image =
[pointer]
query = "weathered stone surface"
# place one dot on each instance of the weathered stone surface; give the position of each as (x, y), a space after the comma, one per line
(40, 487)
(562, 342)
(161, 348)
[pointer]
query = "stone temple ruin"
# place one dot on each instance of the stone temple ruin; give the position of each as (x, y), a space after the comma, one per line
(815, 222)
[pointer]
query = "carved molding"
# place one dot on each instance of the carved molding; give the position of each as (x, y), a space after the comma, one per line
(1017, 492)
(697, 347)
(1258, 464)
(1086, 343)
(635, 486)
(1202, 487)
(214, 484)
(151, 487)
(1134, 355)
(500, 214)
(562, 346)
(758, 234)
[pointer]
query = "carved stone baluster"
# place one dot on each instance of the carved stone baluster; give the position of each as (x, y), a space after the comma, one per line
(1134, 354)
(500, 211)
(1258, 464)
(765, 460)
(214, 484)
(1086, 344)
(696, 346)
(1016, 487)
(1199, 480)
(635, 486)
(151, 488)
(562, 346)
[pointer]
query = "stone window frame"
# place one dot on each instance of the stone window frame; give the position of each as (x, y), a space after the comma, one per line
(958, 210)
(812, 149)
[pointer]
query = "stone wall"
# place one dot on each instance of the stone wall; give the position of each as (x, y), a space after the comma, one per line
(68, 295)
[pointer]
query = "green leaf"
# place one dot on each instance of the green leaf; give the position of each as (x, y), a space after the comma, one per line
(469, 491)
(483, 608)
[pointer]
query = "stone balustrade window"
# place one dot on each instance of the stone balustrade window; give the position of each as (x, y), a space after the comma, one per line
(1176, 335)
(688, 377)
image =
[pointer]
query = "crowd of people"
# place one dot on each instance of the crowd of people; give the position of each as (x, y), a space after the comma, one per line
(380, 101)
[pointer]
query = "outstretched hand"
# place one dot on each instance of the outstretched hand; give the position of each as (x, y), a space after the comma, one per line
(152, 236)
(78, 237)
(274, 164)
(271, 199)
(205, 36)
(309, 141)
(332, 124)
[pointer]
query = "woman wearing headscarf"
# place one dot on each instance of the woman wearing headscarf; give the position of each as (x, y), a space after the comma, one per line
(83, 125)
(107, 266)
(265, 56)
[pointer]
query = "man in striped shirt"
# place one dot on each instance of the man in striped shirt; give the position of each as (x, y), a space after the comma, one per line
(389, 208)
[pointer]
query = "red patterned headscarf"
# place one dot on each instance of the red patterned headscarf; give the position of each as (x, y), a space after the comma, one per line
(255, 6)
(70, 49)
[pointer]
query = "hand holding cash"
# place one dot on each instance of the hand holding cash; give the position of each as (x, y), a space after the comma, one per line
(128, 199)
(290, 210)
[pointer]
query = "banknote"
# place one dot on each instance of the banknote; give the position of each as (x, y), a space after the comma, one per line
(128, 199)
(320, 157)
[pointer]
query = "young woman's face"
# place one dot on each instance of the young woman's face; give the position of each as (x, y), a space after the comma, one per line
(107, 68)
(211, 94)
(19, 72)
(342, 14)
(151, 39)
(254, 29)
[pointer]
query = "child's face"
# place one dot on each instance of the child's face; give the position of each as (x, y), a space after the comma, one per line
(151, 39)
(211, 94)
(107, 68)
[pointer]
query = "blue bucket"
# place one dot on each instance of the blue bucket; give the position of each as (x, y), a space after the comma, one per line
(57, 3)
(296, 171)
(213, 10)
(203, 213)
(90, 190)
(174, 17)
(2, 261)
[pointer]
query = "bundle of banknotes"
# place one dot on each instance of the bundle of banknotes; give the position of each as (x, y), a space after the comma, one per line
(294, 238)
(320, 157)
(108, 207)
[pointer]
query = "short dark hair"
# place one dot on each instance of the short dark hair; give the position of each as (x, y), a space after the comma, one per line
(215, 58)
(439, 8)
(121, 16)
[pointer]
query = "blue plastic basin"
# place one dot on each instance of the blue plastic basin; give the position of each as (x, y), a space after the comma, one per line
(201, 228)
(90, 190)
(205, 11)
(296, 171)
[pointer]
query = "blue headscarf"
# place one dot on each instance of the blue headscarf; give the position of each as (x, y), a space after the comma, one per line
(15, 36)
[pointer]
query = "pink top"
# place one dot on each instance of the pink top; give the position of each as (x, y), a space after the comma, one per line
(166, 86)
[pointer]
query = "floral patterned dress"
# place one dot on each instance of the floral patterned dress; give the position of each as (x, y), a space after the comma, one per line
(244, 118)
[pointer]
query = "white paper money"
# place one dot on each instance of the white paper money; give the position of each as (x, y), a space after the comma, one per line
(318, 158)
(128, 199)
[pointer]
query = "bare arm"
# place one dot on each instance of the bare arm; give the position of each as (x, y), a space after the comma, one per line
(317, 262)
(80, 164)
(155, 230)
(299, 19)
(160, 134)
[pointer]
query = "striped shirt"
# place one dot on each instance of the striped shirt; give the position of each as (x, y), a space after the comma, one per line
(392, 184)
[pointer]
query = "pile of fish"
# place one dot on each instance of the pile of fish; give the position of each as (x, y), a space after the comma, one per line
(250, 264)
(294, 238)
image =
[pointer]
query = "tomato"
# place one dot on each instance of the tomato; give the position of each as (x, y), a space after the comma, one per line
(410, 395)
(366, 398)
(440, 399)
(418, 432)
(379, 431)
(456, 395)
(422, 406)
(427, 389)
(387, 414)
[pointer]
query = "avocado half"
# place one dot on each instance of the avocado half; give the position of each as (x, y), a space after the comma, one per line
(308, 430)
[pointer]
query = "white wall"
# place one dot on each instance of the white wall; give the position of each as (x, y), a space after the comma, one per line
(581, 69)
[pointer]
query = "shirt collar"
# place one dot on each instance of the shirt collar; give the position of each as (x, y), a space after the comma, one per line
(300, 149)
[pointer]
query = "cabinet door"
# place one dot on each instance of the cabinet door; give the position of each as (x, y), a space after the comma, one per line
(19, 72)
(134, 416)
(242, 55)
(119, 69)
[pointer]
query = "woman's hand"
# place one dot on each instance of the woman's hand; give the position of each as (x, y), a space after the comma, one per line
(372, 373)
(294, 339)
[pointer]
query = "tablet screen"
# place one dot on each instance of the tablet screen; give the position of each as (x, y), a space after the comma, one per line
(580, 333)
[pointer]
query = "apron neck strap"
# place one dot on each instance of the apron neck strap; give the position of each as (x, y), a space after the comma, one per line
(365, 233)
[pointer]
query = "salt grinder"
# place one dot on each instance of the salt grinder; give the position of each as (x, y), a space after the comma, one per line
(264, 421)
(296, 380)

**WORK TO COMPLETE**
Return the records above in their entirety, exactly as they appear.

**SOLVED EXERCISE**
image =
[pointer]
query = "weathered stone surface"
# place one dot on each instance of the weathered stone surface; give the position of each as (x, y), a space after the comma, one per line
(40, 487)
(562, 342)
(161, 348)
[pointer]
query = "stone temple ruin"
# place one dot on each instance of the stone temple ruin; give the position of each as (x, y), a space after the comma, one per line
(815, 222)
[pointer]
query = "carved molding"
# place one dot on each instance of the carved molding; give the position of each as (x, y), a space after the comma, one per line
(1017, 492)
(697, 347)
(1258, 464)
(1086, 343)
(635, 486)
(1202, 487)
(214, 484)
(151, 487)
(1134, 355)
(500, 214)
(562, 346)
(758, 234)
[pointer]
query = "carved stone baluster"
# place one dot on each instance of the carved stone baluster; give the position of each as (x, y), a space after the comma, one per line
(1134, 354)
(500, 211)
(1258, 464)
(765, 460)
(214, 484)
(1086, 344)
(696, 346)
(1016, 487)
(1199, 480)
(635, 486)
(151, 488)
(562, 346)
[pointer]
query = "stone window frame"
# place one dot on each instance of the stone window frame; give the position of each as (x, y), a space after the comma, one per line
(958, 210)
(812, 149)
[pointer]
query = "stone wall"
# place one dot on each instance of the stone wall; give the position of each as (x, y), a space after the comma, one per line
(68, 295)
[pointer]
query = "green leaf"
# place one dot on each instance of the green leaf; give the position of each as (x, y), a space after the comma, one per line
(469, 491)
(483, 608)
[pointer]
query = "stone balustrade window"
# place one dot on each instance of the stone balustrade window; give the position of each as (x, y), a space after the comma, one per line
(1176, 335)
(688, 377)
image =
[pointer]
query = "crowd of people"
# place one dot on each instance of the crowd of people; give the position of each as (x, y), a space after the comma, one per line
(380, 101)
[pointer]
query = "outstretched hand"
# place one dot on each instance of the outstretched hand; give the position of each as (x, y), a space after the comma, one per line
(152, 236)
(78, 237)
(274, 164)
(271, 199)
(205, 36)
(309, 141)
(332, 124)
[pointer]
query = "woman wearing headscarf"
# place one dot on each instance of the woman wearing headscarf; give the position of each as (x, y), a space after the comma, one per line
(83, 125)
(107, 266)
(265, 56)
[pointer]
query = "man in striped shirt"
# place one dot on each instance of the man in striped shirt; give the position of each as (x, y), a space after the comma, one per line
(389, 208)
[pointer]
query = "red patterned headscarf"
# place one dot on each instance of the red patterned headscarf; give the position of each as (x, y), a space after the comma, one per line
(255, 6)
(70, 49)
[pointer]
query = "hand holding cash"
# place one dot on each instance of the hand holding cash; give the position of each as (x, y), a space after the comma, one per line
(128, 199)
(290, 210)
[pointer]
query = "banknote"
# place one dot on each instance of the banknote; give the position of each as (x, y), a space after the comma, one per line
(128, 199)
(320, 157)
[pointer]
query = "young woman's face"
# place one dot on each instance of the young woman's face; give the position of each as (x, y), a space after the comma, one per line
(107, 68)
(211, 94)
(19, 72)
(342, 14)
(151, 39)
(254, 29)
[pointer]
query = "child's face"
# place one dot on each instance of the child's face; give the position of each as (x, y), a space after the comma, one per line
(151, 39)
(211, 94)
(107, 68)
[pointer]
query = "blue bucket"
# place one dot on each instance of the blue bucket; give the position of each as (x, y), a space after the comma, one per line
(57, 3)
(296, 171)
(213, 10)
(203, 213)
(90, 190)
(174, 17)
(2, 261)
[pointer]
query = "bundle of banknotes"
# place one dot on each instance of the bundle of banknotes; give the position of each as (x, y), a space after the comma, one per line
(294, 238)
(320, 157)
(108, 207)
[pointer]
query = "short dark hair"
# place one dot on each instance of the short dark hair; give the position of each as (x, y), a space after the comma, one per line
(215, 58)
(439, 8)
(121, 16)
[pointer]
query = "blue plastic basin"
# place one dot on each instance of the blue plastic basin; give the position of each as (x, y), a space after the comma, one per line
(201, 228)
(90, 190)
(205, 11)
(296, 171)
[pointer]
query = "blue headscarf"
# place one dot on each instance of the blue headscarf; give the position of each as (x, y), a space after the comma, one per line
(15, 36)
[pointer]
query = "pink top"
# place one dot on each instance of the pink top; give the position of each as (x, y), a space after the comma, one per line
(166, 86)
[pointer]
query = "floral patterned dress"
# place one dot on each instance of the floral patterned dress; give the position of each as (x, y), a space after the comma, one per line
(244, 118)
[pointer]
query = "white paper money"
# place one dot on each instance of the white paper money; give the position of each as (x, y), a space after the comma, one per line
(318, 158)
(128, 199)
[pointer]
query = "bare arm"
# place one dot on each instance of the bare arm; give the position of each as (x, y), a space after the comma, one per line
(317, 262)
(80, 164)
(155, 230)
(299, 19)
(160, 134)
[pointer]
query = "striped shirt"
# place one dot on each instance of the striped shirt; give the position of each as (x, y), a space after the comma, one per line
(392, 184)
[pointer]
query = "pile of fish"
# place one dot on each instance of the pile of fish; give the position of each as (x, y), a space after the comma, one per line
(250, 264)
(294, 238)
image =
[pointer]
query = "tomato"
# place one dot on each instance of the tomato; give the position of each as (x, y), a space after the comma, one per line
(410, 395)
(366, 398)
(440, 399)
(418, 432)
(379, 431)
(456, 395)
(422, 406)
(427, 389)
(387, 414)
[pointer]
query = "avocado half"
# place one dot on each instance of the avocado half; give the position of each as (x, y), a space after the comma, one per line
(308, 430)
[pointer]
query = "white wall"
# place one dot on each instance of the white wall; give the position of each as (x, y), a space after the comma, one per line
(581, 69)
[pointer]
query = "shirt collar"
# place one dot on each instance of the shirt collar; give the position of each as (x, y), a space after the comma, one per line
(300, 149)
[pointer]
query = "cabinet door"
# place one dot on each instance of the cabinet door; give the position of each as (x, y), a space after the comma, one per line
(19, 72)
(134, 416)
(242, 55)
(119, 69)
[pointer]
query = "woman's hand"
# place one dot on each instance of the woman's hand; give the position of each as (x, y), a space after the comma, one per line
(372, 373)
(294, 339)
[pointer]
query = "tablet screen"
# place one dot on each instance of the tablet screen; give the position of each as (x, y), a space after the comma, one per line
(580, 333)
[pointer]
query = "apron neck strap"
# place one dot on each instance of the apron neck strap; give the position of each as (x, y), a space after the comma, one per line
(365, 233)
[pointer]
query = "salt grinder"
# place one dot on each instance of the salt grinder; give the position of each as (x, y), a space after the comma, one per line
(264, 421)
(296, 380)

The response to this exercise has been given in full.